Coube a Leopoldo Amado (“A Literatura Colonial
Guineense”, Revista ICALP, Julho – Outubro de 1990)(*) o mérito de
destacar a importância do romance Auá, de Fausto Duarte,
contextualizando-o ao sabor das transformações operadas na Guiné
portuguesa a partir dos anos 20 do século passado.
Dera-se a “pacificação” ou estava em processo terminal; surgiam os
primeiros jornais publicados na Guiné e com eles surgia a literatura
jornalística; Maria Archer e Fernanda de Castro (**) escreviam sobre a
Guiné em Portugal, e com relativo sucesso; uma elite cabo-verdiana
(Fausto Duarte, Juvenal Cabral e Fernando Pais Figueiredo) promovia os
interesses africanos pugnando pelo alargamento do ensino aos guineenses.
Fausto Duarte [1903-1955] (***) apareceu como repórter, colunista e
cronista desportivo numa Bissau que já é capital comercial da colónia;
participou na primeira Exposição Colonial de Paris, dedicando um número
especial ao evento no jornal O Comércio da Guiné onde destacou a
etnografia guineense.
É um homem culto que capta as novas contradições da assimilação colonial
e do gosto pelo exotismo. A Guiné que ele vai descrever em Auá é
completamente diferente da retratada quer por Maria Archer e Fernanda de
Castro e outros. Pela sua formação, revela atenção e um elevado espírito
de observação pelas tensões de civilização: entre as etnias no mato
remoto e em Bissau; entre o trabalho agrícola de sobrevivência e o
trabalho ao serviço do colono em Bissau; mesmo ao de leve, refere
estados de identidade de aproximação entre a realidade colonial e a
adesão das populações guineenses. Tudo leva a supor que Fausto Duarte
escreveu sinceramente e de acordo com o seu compromisso cultural de
hibridação e de exaltação dos valores africanos.

__MATERIAL FORNECIDO__:
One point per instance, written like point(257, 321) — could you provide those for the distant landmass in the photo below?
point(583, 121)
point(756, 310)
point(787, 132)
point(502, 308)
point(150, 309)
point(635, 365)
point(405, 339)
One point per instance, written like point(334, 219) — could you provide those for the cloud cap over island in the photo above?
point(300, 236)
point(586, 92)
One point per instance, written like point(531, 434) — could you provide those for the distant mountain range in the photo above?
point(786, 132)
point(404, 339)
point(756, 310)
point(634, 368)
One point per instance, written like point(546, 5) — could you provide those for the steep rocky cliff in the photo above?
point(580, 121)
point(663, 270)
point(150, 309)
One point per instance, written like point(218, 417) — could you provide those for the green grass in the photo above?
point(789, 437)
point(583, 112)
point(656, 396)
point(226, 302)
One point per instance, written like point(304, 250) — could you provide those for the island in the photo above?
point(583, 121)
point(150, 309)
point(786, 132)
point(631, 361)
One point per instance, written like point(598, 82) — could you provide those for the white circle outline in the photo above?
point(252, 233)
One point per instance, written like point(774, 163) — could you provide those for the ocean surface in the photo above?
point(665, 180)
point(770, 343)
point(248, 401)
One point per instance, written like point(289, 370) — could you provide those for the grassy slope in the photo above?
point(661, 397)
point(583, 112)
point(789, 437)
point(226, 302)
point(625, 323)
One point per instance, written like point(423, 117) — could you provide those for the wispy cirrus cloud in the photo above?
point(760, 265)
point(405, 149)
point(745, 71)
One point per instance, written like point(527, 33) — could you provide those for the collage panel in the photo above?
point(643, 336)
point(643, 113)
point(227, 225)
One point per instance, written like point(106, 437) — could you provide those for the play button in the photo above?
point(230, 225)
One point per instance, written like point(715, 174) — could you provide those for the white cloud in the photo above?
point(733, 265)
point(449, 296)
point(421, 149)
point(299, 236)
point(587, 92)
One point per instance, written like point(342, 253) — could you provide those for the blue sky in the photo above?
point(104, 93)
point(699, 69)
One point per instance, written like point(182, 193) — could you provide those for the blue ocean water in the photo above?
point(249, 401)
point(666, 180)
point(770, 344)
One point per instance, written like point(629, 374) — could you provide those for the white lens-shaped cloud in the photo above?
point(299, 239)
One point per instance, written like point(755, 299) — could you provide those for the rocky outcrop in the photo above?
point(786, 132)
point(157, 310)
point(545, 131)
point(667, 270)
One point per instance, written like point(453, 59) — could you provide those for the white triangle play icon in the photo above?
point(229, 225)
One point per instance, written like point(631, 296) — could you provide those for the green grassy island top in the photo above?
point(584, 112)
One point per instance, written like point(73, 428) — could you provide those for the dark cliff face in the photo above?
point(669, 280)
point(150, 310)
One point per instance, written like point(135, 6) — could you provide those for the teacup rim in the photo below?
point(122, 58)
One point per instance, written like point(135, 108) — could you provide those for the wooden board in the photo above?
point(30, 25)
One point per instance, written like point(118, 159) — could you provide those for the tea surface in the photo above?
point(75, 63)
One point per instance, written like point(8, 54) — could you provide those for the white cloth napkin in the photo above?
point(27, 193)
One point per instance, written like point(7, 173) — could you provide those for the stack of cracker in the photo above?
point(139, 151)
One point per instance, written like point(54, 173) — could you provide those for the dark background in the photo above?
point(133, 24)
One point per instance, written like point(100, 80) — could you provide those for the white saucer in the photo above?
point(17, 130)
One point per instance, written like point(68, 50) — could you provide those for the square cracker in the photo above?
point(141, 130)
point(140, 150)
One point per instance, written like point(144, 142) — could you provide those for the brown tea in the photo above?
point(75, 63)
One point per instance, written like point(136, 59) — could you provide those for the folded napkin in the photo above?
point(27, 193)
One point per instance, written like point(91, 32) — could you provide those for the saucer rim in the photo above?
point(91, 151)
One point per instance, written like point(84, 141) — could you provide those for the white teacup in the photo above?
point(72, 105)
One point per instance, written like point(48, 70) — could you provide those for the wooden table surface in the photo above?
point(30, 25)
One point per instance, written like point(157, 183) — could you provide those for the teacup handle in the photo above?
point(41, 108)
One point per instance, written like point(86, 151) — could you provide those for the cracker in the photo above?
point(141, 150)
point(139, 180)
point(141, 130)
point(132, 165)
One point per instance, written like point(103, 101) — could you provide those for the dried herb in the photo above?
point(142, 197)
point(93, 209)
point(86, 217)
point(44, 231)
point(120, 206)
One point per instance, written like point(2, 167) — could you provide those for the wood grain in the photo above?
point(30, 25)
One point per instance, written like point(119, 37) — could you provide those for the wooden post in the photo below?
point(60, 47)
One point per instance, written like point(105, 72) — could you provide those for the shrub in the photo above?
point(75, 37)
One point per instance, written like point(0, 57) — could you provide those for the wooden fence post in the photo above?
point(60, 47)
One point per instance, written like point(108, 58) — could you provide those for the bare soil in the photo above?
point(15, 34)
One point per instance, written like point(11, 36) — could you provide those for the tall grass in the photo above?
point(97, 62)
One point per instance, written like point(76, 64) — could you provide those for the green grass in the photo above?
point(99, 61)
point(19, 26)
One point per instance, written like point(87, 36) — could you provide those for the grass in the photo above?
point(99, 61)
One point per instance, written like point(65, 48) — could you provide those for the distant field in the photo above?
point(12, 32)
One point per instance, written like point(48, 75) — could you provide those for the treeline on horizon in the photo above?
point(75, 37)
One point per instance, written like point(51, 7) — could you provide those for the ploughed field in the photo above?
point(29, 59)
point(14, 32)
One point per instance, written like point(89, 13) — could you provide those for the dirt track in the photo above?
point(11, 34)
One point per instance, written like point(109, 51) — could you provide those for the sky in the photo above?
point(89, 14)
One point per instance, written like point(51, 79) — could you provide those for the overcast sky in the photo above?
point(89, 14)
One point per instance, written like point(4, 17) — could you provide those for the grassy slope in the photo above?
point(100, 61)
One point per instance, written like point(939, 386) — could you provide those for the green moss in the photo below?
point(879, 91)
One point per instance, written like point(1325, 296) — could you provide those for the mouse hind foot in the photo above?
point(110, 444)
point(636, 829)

__DESCRIÇÃO DA TAREFA__:
Continue o texto sobre o romance Auá, de Fausto Duarte, a partir da última frase apresentada. As linhas constituem material à parte, independente do texto.

__RESPOSTA ESCRITA__:
Auá foi galardoada com o 1º prémio de Literatura Colonial em 1934, ano
em que aparece editada pela Livraria Clássica Editora, de Lisboa, e com
prefácio de Aquilino Ribeiro (ele escreve: “O primeiro que viu a Guiné
foi Nuno Tristão, o segundo foi o autor de Auá... Com simplicidade
encantadora, vai nos pintando o que é a vida naquele trato de terra e
humanidade... Fausto Duarte é pela civilização, mas a sua sensibilidade
não cala a ternura que lhe merece o homem escravizado. Os que sonham com
um Portugal de além-mar engrandecido hão-de de ficar gratos à pena
colorida, equilibrada, emotiva sem excesso que escreveu Auá, estreia
literária de maior realce e obra de elevação lusíada”).
Aquilino Ribeiro exaltou o romancista mas também foi excessivo. Fausto
Duarte era tudo menos simples: cita Schiller em alemão, Paul Morand em
francês, conhece profundamente a cultura europeia e tem uma riqueza
vocabular espantosa. Não acredito que a sua Novela Negra, como lhe
chamou, tenha sido popular quer na Guiné quer em Portugal. Basta ver
como se inicia a sua obra:
“As águas tranquilas do Impernal acariciando o debrum da paisagem
dormente, anquilosada pelo sol adusto, áscua viva que se reflectia na
opacidade plúmbea dos céus, espreguiçavam em torcicolo ocultando-se
entre o tufo emaranhado dos mangais. A vazante tinha posto a descoberto
a orla mádida e lamacenta do rio, e uma variedade abjecta de moluscos
deslocava-se sobre a terra lodosa, aquecendo-se ao calor estuante de
Novembro”.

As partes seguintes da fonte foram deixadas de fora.